--- GOAL ---
Revise the records below by changing every "this image" to "this photo" and leaving everything else as it stands. Omit the pictures from your version.

--- DATA TO USE ---

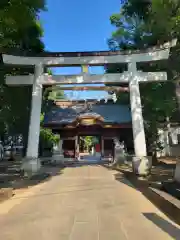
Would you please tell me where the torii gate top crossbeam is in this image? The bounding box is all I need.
[3,40,176,66]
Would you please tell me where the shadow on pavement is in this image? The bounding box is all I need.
[143,213,180,239]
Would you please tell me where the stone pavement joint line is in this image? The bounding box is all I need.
[0,164,180,240]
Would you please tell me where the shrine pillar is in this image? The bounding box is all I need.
[128,62,151,176]
[22,63,44,176]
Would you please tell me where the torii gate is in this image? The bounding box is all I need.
[3,40,176,175]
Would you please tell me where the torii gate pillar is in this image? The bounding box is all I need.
[22,63,44,176]
[3,41,176,178]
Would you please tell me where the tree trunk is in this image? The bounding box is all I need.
[174,81,180,183]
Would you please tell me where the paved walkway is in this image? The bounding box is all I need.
[0,162,180,240]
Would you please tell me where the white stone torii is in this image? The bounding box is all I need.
[3,41,176,175]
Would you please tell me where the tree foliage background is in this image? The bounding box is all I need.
[0,0,62,156]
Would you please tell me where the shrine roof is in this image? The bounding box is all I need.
[44,104,131,125]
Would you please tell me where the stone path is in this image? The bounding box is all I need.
[0,164,180,240]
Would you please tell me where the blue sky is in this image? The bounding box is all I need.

--- THE COMPLETED TASK ---
Would you please tell me where the torii gate top crossbeam is in this photo? The bounding box is all I need.
[3,40,176,66]
Would you please tell me where the shadow on pavement is in this photo? The bounding box is all I need.
[143,213,180,239]
Would you please tell me where the stone pavement joint line is in this photo? The bounding box is all I need.
[0,164,180,240]
Would you please tell me where the shrine pillar is in this photo? The bounding box is all I need.
[128,62,151,176]
[22,63,44,176]
Would you please tell me where the torii gate is in this photo? The bounding box is all I need.
[3,40,176,175]
Would you please tell me where the torii gate pillar is in this photo? The bounding box is all I need.
[22,63,44,176]
[3,41,176,178]
Would you please tell me where the tree trunk is in this photo? The bounding box is all I need.
[174,81,180,183]
Would you please tell me where the paved walkway is in this photo? The bounding box is all I need.
[0,162,180,240]
Would you please tell me where the white stone torii is in this photo? The bounding box is all I need.
[3,41,176,175]
Would you please tell me where the tree foliage background is in this photo? The bounding box is all I need.
[0,0,62,156]
Would you please tell me where the shrine roof is in this photo? The bounding box is all I need.
[44,104,131,125]
Would you please tell me where the stone path is in this photo? The bounding box is all I need.
[0,164,180,240]
Would you please tell me where the blue sky is in this photo? The bounding box is all I need.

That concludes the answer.